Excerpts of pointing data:
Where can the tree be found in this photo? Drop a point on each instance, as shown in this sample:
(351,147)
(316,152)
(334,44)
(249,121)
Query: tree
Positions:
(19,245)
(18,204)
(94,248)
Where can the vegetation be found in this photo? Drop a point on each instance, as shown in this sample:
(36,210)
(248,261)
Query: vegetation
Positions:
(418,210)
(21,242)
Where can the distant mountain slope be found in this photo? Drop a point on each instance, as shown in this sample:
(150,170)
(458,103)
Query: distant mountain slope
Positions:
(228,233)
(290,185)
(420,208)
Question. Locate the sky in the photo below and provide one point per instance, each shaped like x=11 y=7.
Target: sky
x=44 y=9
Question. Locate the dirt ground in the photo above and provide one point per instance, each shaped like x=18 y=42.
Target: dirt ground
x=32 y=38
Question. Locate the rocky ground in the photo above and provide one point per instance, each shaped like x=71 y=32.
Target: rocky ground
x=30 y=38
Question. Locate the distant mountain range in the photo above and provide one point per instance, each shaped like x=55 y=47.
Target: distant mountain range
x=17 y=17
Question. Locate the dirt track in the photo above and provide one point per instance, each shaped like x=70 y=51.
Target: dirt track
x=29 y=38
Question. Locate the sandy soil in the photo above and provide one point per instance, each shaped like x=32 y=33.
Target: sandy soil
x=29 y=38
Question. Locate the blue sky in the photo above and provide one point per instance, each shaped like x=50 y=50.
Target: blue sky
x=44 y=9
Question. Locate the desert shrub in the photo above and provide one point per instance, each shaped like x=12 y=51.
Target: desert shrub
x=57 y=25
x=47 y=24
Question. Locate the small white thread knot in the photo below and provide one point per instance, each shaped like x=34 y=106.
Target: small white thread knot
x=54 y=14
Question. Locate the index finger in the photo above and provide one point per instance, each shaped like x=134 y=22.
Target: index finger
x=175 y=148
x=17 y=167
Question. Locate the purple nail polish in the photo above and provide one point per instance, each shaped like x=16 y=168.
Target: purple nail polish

WHAT IS ASKED
Rewrite all of the records, substituting "occurrence" for "instance" wherever it occurs and keeping everything else the same.

OUTPUT BELOW
Where can the tree be found in this photo? Drop a point on each occurrence, as shown in this sample:
(351,147)
(316,152)
(334,44)
(249,121)
Query: tree
Positions:
(19,245)
(18,204)
(94,248)
Where can the vegetation be found in this photo? Drop a point on each occurrence, as shown in this sample:
(36,210)
(248,261)
Query: vegetation
Positions:
(418,210)
(21,242)
Where can the distant mountain slope be found in this photo? Drop a point on each occurrence, as shown in this sample:
(150,170)
(458,103)
Query: distant mountain slope
Positions:
(228,233)
(290,185)
(420,208)
Question. Locate the sky in the photo below and provide one point per occurrence, each shaped like x=11 y=7.
Target: sky
x=44 y=9
Question. Locate the dirt ground in the photo above and provide one point per occurrence, each shaped like x=18 y=42.
Target: dirt ground
x=32 y=38
Question. Locate the rocky ground in the photo above and provide one point per occurrence, each shaped like x=71 y=32.
Target: rocky ground
x=30 y=38
Question. Locate the distant mountain range in the photo above and provide one point per occurrence, each shaped like x=55 y=47.
Target: distant mountain range
x=17 y=17
Question. Locate the dirt track in the photo above and provide one point per occurrence, each shaped like x=70 y=51.
Target: dirt track
x=29 y=38
Question. Locate the sandy soil in the photo above and provide one point per occurrence, each shaped like x=32 y=33.
Target: sandy soil
x=29 y=38
Question. Locate the blue sky in the photo above and provide one point per occurrence, each shaped like x=50 y=50.
Target: blue sky
x=44 y=9
Question. Locate the desert shrub in the photo above and provide one point per occurrence, each shaped like x=12 y=51.
Target: desert shrub
x=57 y=25
x=47 y=24
Question. Locate the small white thread knot in the photo below and provide one point per occurrence, each shaped like x=34 y=106.
Target: small white thread knot
x=54 y=14
Question. Locate the index finger in the photo above and provide one point per occurrence, each shaped like x=134 y=22.
Target: index finger
x=175 y=148
x=17 y=167
Question. Locate the purple nail polish in the photo above and provide one point per occurrence, each shaped like x=16 y=168.
Target: purple nail polish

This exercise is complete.